Task to carry out: Below are the records. Reproduce the line that contains "Can you see the wooden roof" and every line after it to the end, exactly and alone.

Data section below:

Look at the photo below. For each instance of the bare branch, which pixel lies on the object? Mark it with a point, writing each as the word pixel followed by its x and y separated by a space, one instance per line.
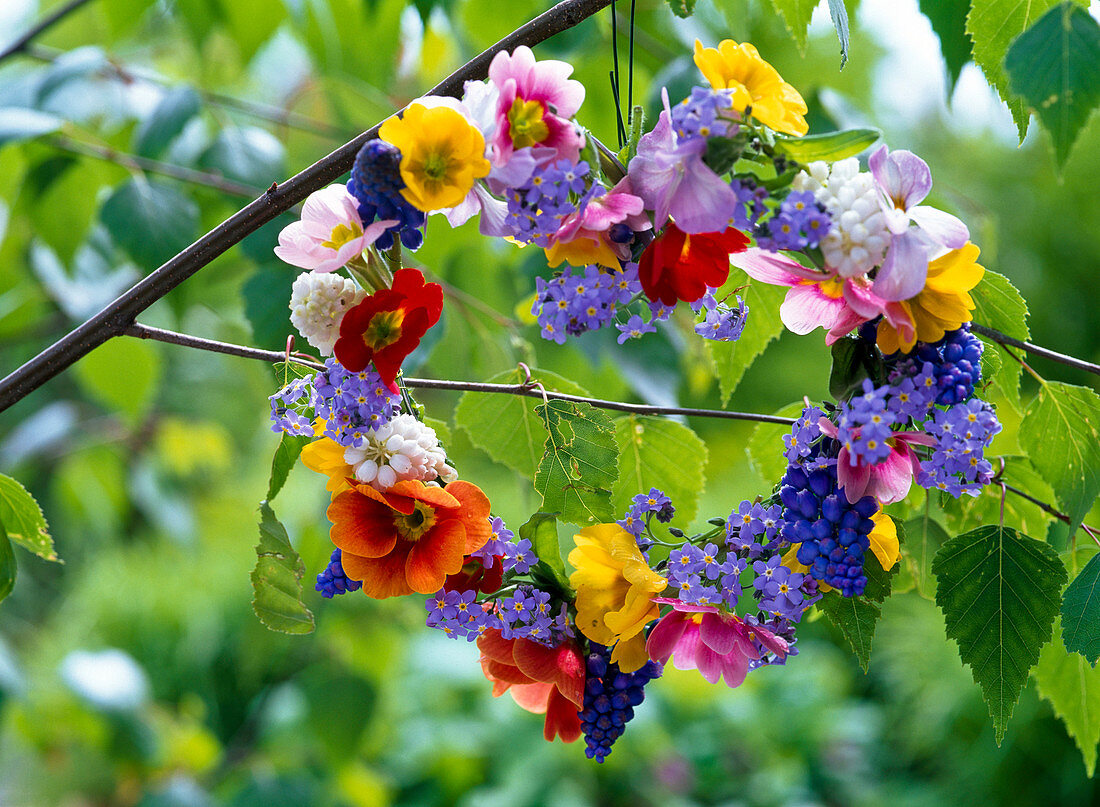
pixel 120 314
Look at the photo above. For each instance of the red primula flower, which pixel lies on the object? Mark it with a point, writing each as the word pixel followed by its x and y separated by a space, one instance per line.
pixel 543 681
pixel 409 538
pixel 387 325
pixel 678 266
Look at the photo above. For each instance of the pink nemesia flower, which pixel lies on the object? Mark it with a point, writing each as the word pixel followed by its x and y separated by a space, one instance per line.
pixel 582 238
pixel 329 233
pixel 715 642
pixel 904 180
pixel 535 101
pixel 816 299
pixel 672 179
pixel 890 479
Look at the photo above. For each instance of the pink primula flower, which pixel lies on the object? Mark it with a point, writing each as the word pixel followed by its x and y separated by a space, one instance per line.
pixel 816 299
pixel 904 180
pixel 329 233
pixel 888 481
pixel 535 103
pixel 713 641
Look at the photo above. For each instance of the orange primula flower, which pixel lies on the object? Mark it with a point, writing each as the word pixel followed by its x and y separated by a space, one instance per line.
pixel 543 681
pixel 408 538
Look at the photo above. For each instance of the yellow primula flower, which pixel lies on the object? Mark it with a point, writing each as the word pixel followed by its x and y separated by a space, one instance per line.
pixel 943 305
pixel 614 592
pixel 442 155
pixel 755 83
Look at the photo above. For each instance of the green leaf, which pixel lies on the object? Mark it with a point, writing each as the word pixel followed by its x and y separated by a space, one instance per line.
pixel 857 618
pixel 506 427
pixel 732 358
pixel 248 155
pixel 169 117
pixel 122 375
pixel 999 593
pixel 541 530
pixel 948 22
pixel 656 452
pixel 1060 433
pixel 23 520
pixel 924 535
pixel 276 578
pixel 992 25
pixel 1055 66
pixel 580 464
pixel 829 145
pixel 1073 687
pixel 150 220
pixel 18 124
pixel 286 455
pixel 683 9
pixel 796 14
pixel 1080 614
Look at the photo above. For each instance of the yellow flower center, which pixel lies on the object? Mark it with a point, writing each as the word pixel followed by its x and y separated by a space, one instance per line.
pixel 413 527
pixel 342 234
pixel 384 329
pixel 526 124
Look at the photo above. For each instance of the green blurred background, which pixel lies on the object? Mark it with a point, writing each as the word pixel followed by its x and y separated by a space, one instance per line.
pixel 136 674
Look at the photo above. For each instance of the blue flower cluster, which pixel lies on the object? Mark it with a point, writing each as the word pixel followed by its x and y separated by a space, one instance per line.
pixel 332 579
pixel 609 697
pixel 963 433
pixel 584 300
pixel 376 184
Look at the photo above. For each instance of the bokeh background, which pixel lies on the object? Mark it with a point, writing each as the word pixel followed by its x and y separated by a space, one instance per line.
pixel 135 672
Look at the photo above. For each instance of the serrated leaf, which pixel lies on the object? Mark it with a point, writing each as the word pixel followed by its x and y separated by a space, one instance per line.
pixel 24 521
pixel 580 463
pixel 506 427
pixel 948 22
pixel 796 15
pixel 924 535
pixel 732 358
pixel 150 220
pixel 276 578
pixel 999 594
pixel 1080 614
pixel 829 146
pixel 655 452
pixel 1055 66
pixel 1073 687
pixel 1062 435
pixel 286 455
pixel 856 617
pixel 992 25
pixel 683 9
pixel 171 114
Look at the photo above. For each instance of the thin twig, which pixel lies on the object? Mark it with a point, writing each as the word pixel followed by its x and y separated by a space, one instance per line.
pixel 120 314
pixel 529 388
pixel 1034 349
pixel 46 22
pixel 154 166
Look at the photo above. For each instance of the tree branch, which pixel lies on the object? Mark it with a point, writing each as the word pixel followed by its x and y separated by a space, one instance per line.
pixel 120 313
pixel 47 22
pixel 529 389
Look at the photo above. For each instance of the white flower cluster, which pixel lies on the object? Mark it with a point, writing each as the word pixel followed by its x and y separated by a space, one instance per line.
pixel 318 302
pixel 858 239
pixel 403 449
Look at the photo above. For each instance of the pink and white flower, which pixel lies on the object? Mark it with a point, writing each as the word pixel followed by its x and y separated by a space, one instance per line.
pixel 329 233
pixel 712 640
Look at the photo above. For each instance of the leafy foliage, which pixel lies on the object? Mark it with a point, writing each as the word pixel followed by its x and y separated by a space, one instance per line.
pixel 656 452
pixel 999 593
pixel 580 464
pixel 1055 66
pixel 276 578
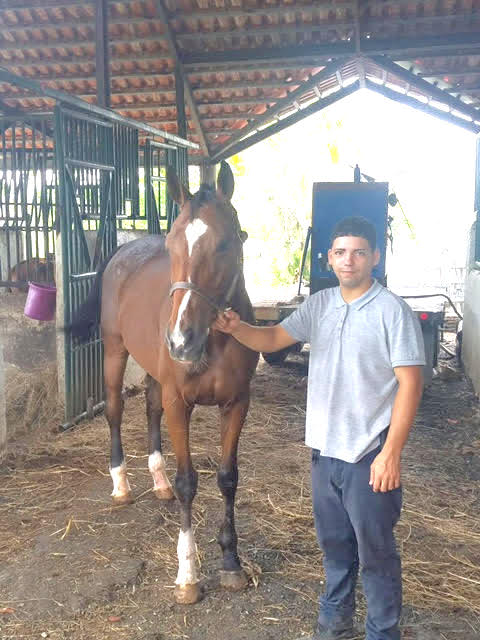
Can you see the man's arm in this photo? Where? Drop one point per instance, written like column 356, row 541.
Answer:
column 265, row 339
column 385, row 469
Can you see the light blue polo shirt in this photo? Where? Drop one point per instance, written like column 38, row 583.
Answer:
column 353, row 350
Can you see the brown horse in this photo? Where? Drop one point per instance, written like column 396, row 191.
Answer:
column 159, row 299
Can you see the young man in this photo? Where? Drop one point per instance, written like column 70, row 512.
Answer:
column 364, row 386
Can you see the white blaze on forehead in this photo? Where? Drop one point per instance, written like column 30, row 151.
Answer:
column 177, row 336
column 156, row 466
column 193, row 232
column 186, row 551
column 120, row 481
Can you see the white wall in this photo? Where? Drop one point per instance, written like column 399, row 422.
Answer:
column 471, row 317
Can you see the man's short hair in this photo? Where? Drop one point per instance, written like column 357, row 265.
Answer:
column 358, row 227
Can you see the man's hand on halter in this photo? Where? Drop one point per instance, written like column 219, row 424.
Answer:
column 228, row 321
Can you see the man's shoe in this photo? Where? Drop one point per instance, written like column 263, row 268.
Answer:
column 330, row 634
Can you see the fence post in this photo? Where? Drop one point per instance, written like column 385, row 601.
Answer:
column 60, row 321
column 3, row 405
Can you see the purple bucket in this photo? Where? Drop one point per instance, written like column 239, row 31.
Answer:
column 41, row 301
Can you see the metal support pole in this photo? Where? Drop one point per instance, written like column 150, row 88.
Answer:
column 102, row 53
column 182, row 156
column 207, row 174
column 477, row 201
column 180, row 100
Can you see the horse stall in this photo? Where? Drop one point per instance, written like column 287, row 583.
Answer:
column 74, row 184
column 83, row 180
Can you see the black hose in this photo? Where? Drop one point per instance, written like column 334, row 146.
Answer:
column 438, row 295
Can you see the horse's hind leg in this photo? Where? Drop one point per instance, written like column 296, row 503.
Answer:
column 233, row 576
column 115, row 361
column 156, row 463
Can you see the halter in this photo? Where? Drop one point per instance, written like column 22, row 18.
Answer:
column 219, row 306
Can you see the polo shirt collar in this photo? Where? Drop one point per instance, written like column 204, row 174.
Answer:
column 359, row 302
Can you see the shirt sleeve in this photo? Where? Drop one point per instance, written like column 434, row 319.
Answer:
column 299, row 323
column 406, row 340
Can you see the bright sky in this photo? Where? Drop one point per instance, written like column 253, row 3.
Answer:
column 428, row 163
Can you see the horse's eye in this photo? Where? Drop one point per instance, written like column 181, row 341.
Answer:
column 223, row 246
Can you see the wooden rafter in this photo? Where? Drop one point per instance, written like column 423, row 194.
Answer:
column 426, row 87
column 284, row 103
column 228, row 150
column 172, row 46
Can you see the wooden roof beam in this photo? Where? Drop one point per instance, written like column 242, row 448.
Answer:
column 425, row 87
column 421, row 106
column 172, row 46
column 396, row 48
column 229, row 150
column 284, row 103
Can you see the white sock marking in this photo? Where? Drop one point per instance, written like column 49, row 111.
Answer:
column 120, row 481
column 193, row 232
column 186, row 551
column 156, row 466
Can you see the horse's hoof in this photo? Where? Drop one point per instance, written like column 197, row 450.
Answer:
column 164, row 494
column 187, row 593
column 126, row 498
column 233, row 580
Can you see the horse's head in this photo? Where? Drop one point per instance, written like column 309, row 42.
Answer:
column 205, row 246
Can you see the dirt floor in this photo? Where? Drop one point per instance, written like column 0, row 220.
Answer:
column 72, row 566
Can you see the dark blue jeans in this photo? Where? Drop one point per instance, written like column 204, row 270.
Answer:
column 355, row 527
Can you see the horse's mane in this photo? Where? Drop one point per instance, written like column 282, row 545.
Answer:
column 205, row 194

End of Data section.

Solution to the exercise:
Can you see the wooden roof beam in this photo? Where? Drop one point per instance, written like column 242, row 448.
Answer:
column 425, row 87
column 421, row 106
column 172, row 46
column 396, row 48
column 229, row 150
column 284, row 103
Can you see the white sock marking in this photo? Where? Drop one point per instance, written like column 49, row 111.
Answer:
column 120, row 481
column 193, row 232
column 186, row 551
column 156, row 466
Can you see the horse's hoof in this photo? Where? Drop one point per instance, written like column 197, row 450.
Answer:
column 164, row 494
column 187, row 593
column 126, row 498
column 233, row 580
Can you see the horse's head in this photo? Where? Drop one point per instance, written like column 309, row 42.
Answer:
column 205, row 246
Can you see the dirt floor in this photo? Where? Drop one point per instance, written like column 0, row 220.
Answer:
column 72, row 566
Can you see the dark blue jeans in this photo? Where? Drop one point per instance, written like column 204, row 270.
Answer:
column 355, row 527
Can you see the horse's mane in this photo? Where? Drop one point per instance, written like column 282, row 545.
Answer:
column 205, row 194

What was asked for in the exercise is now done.